AVAILABLE RECORDS:
* * * * *
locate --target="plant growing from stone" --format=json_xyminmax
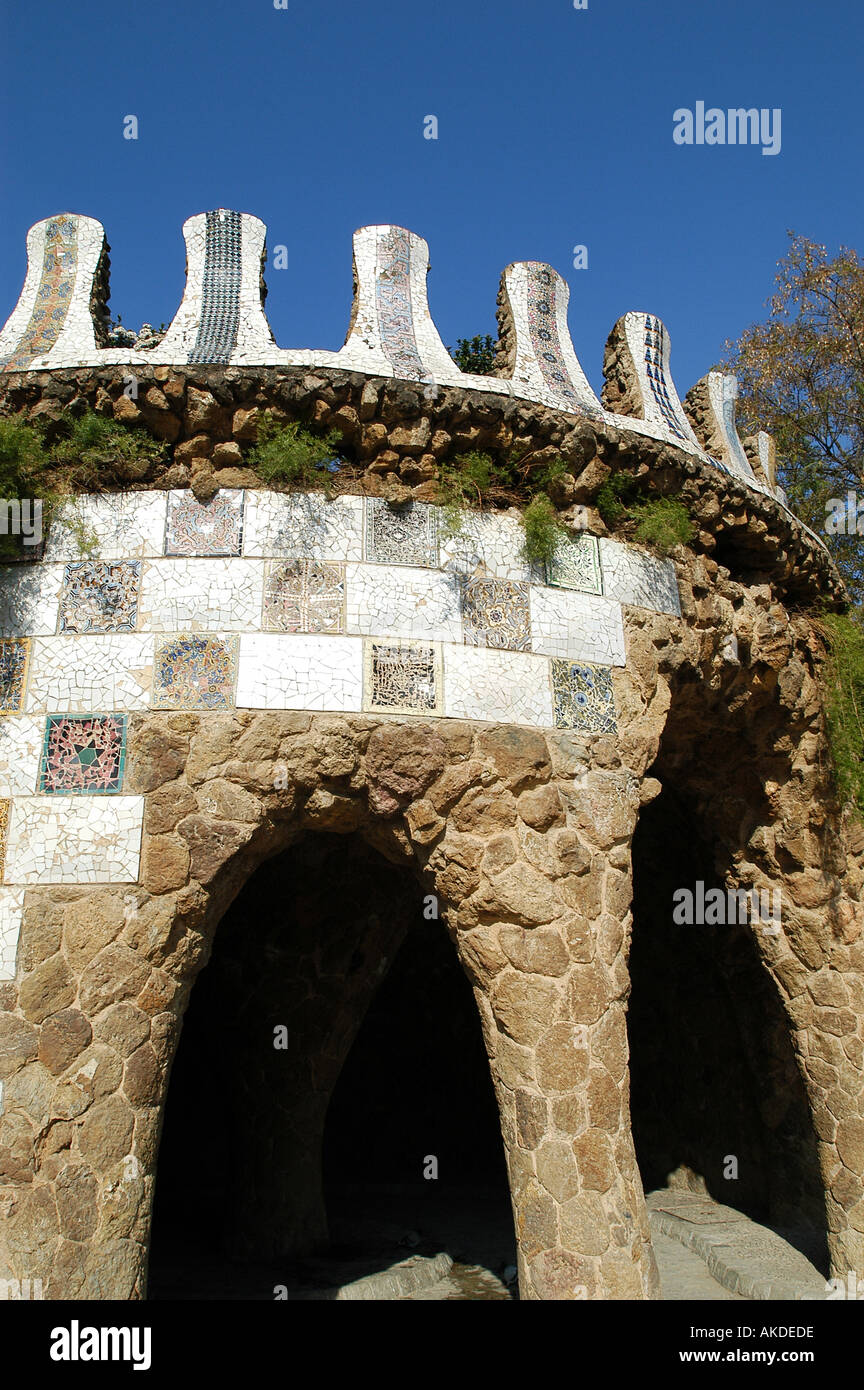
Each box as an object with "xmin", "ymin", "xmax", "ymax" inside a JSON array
[
  {"xmin": 0, "ymin": 414, "xmax": 53, "ymax": 557},
  {"xmin": 51, "ymin": 409, "xmax": 166, "ymax": 486},
  {"xmin": 520, "ymin": 493, "xmax": 568, "ymax": 566},
  {"xmin": 247, "ymin": 414, "xmax": 343, "ymax": 494},
  {"xmin": 631, "ymin": 497, "xmax": 694, "ymax": 555}
]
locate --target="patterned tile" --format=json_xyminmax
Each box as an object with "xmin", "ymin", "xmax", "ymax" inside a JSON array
[
  {"xmin": 188, "ymin": 209, "xmax": 242, "ymax": 364},
  {"xmin": 547, "ymin": 533, "xmax": 602, "ymax": 594},
  {"xmin": 153, "ymin": 635, "xmax": 237, "ymax": 709},
  {"xmin": 164, "ymin": 490, "xmax": 244, "ymax": 556},
  {"xmin": 0, "ymin": 799, "xmax": 9, "ymax": 882},
  {"xmin": 364, "ymin": 639, "xmax": 442, "ymax": 714},
  {"xmin": 552, "ymin": 660, "xmax": 617, "ymax": 732},
  {"xmin": 461, "ymin": 579, "xmax": 531, "ymax": 651},
  {"xmin": 376, "ymin": 226, "xmax": 424, "ymax": 379},
  {"xmin": 365, "ymin": 499, "xmax": 438, "ymax": 567},
  {"xmin": 0, "ymin": 216, "xmax": 78, "ymax": 371},
  {"xmin": 0, "ymin": 639, "xmax": 30, "ymax": 712},
  {"xmin": 58, "ymin": 561, "xmax": 141, "ymax": 633},
  {"xmin": 39, "ymin": 714, "xmax": 127, "ymax": 794},
  {"xmin": 642, "ymin": 315, "xmax": 689, "ymax": 442},
  {"xmin": 525, "ymin": 264, "xmax": 600, "ymax": 417},
  {"xmin": 262, "ymin": 560, "xmax": 345, "ymax": 633}
]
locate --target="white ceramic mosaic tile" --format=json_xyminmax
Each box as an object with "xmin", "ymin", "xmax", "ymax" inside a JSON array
[
  {"xmin": 0, "ymin": 716, "xmax": 47, "ymax": 795},
  {"xmin": 0, "ymin": 565, "xmax": 63, "ymax": 637},
  {"xmin": 439, "ymin": 511, "xmax": 535, "ymax": 582},
  {"xmin": 530, "ymin": 587, "xmax": 626, "ymax": 666},
  {"xmin": 236, "ymin": 633, "xmax": 363, "ymax": 711},
  {"xmin": 443, "ymin": 644, "xmax": 553, "ymax": 727},
  {"xmin": 706, "ymin": 373, "xmax": 759, "ymax": 485},
  {"xmin": 25, "ymin": 635, "xmax": 153, "ymax": 712},
  {"xmin": 0, "ymin": 886, "xmax": 25, "ymax": 979},
  {"xmin": 598, "ymin": 538, "xmax": 681, "ymax": 616},
  {"xmin": 243, "ymin": 493, "xmax": 364, "ymax": 561},
  {"xmin": 138, "ymin": 559, "xmax": 264, "ymax": 631},
  {"xmin": 4, "ymin": 796, "xmax": 144, "ymax": 884},
  {"xmin": 44, "ymin": 493, "xmax": 168, "ymax": 562},
  {"xmin": 345, "ymin": 563, "xmax": 462, "ymax": 643}
]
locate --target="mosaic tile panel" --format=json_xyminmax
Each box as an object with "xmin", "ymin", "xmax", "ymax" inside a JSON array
* * * * *
PROBLEM:
Without changing a word, restate the listing above; the pictures stay out.

TASK SOLUTION:
locate --target="plant growing from stone" --format=json_xyminmax
Each box as an object with "xmin", "ymin", "xmax", "ymax" inside a JSON array
[
  {"xmin": 0, "ymin": 414, "xmax": 53, "ymax": 557},
  {"xmin": 51, "ymin": 409, "xmax": 166, "ymax": 486},
  {"xmin": 520, "ymin": 493, "xmax": 568, "ymax": 566},
  {"xmin": 247, "ymin": 414, "xmax": 343, "ymax": 494},
  {"xmin": 631, "ymin": 497, "xmax": 694, "ymax": 555}
]
locate --target="patterned tile" --format=json_xyminmax
Each box as an object with "xmin", "ymin", "xmax", "ymax" inside a JSON array
[
  {"xmin": 188, "ymin": 209, "xmax": 242, "ymax": 364},
  {"xmin": 547, "ymin": 533, "xmax": 602, "ymax": 594},
  {"xmin": 153, "ymin": 635, "xmax": 237, "ymax": 709},
  {"xmin": 164, "ymin": 490, "xmax": 244, "ymax": 556},
  {"xmin": 0, "ymin": 799, "xmax": 9, "ymax": 882},
  {"xmin": 364, "ymin": 639, "xmax": 442, "ymax": 714},
  {"xmin": 552, "ymin": 660, "xmax": 617, "ymax": 732},
  {"xmin": 461, "ymin": 579, "xmax": 531, "ymax": 651},
  {"xmin": 376, "ymin": 226, "xmax": 424, "ymax": 379},
  {"xmin": 365, "ymin": 499, "xmax": 438, "ymax": 567},
  {"xmin": 0, "ymin": 216, "xmax": 78, "ymax": 371},
  {"xmin": 0, "ymin": 639, "xmax": 30, "ymax": 712},
  {"xmin": 58, "ymin": 561, "xmax": 141, "ymax": 633},
  {"xmin": 39, "ymin": 714, "xmax": 127, "ymax": 794},
  {"xmin": 642, "ymin": 315, "xmax": 689, "ymax": 442},
  {"xmin": 525, "ymin": 264, "xmax": 600, "ymax": 417},
  {"xmin": 262, "ymin": 560, "xmax": 345, "ymax": 633}
]
locate --target="white ceramic mosaic tile" --format=json_xyminmax
Each box as an object with "xmin", "ymin", "xmax", "ymax" inside a JSON array
[
  {"xmin": 0, "ymin": 716, "xmax": 47, "ymax": 795},
  {"xmin": 0, "ymin": 565, "xmax": 63, "ymax": 637},
  {"xmin": 439, "ymin": 511, "xmax": 535, "ymax": 582},
  {"xmin": 530, "ymin": 587, "xmax": 626, "ymax": 666},
  {"xmin": 236, "ymin": 633, "xmax": 363, "ymax": 711},
  {"xmin": 443, "ymin": 644, "xmax": 553, "ymax": 727},
  {"xmin": 706, "ymin": 373, "xmax": 759, "ymax": 485},
  {"xmin": 25, "ymin": 635, "xmax": 153, "ymax": 712},
  {"xmin": 0, "ymin": 886, "xmax": 25, "ymax": 979},
  {"xmin": 598, "ymin": 538, "xmax": 681, "ymax": 616},
  {"xmin": 243, "ymin": 493, "xmax": 364, "ymax": 561},
  {"xmin": 138, "ymin": 559, "xmax": 264, "ymax": 631},
  {"xmin": 4, "ymin": 796, "xmax": 144, "ymax": 884},
  {"xmin": 44, "ymin": 493, "xmax": 168, "ymax": 562},
  {"xmin": 345, "ymin": 563, "xmax": 462, "ymax": 643}
]
locate --target="mosaic tile panel" --format=json_xyminmax
Each box as an object with "xmin", "ymin", "xmax", "ymax" inside a JSON array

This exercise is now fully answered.